| GIVEN REQUEST A |
Write out the prize announcement from "Prize for the Freedom and Future of the Media 2024" to "10,000 euros each.".
| GIVEN REQUEST B |
According to the prize announcement, where will the prize be awarded on 8 October 2024?

| PAGE EXTRACT |
--- begin ---
Excellent journalism

Prize for the Freedom and Future of the Media 2024 goes to German journalist Sabine Adler and the German media company Correctiv.

Leipzig, 19 June 2024. German radio journalist and author Sabine Adler and German media company Correctiv will be awarded the Prize for the Freedom and Future of the Media by the Media Foundation of Sparkasse Leipzig in 2024. The prize recognizes media professionals and institutions who, with their work and with great personal commitment, serve freedom of the press and freedom of expression. The prize will be awarded on 8 October 2024 at Media Campus Villa Ida in Leipzig, the seat of Media Foundation, and is endowed with 10,000 euros each.
--- end ---
| MATERIAL PROVIDED |
--- begin ---
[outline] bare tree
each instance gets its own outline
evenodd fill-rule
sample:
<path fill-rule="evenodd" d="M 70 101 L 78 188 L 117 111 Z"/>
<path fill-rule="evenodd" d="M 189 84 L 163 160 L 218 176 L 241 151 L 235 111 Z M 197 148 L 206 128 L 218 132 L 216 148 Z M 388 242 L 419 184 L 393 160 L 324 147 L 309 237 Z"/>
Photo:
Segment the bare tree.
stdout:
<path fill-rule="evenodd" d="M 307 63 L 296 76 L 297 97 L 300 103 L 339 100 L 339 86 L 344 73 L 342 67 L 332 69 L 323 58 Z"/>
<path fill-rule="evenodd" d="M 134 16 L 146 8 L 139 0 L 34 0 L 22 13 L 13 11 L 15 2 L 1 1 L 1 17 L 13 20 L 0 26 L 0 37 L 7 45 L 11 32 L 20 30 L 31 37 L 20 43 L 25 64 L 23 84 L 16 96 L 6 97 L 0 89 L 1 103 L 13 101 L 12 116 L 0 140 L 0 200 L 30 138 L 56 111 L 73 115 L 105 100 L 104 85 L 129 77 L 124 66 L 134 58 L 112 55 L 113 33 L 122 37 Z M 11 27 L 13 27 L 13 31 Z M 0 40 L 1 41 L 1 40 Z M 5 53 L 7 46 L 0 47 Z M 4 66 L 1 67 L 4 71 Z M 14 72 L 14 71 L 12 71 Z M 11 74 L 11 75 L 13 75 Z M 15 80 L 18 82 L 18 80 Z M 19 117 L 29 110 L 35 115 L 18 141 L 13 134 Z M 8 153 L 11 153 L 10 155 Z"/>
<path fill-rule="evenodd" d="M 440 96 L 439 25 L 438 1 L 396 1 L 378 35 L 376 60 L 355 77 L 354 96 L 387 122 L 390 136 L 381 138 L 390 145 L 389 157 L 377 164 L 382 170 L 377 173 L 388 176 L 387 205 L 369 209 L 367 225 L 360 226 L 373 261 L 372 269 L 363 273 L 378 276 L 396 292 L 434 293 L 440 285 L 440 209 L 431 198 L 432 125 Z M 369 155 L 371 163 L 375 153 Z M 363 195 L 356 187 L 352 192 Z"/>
--- end ---
| WRITTEN SOLUTION A |
Prize for the Freedom and Future of the Media 2024 goes to German journalist Sabine Adler and the German media company Correctiv.

Leipzig, 19 June 2024. German radio journalist and author Sabine Adler and German media company Correctiv will be awarded the Prize for the Freedom and Future of the Media by the Media Foundation of Sparkasse Leipzig in 2024. The prize recognizes media professionals and institutions who, with their work and with great personal commitment, serve freedom of the press and freedom of expression. The prize will be awarded on 8 October 2024 at Media Campus Villa Ida in Leipzig, the seat of Media Foundation, and is endowed with 10,000 euros each.

| WRITTEN SOLUTION B |
At Media Campus Villa Ida in Leipzig, the seat of Media Foundation.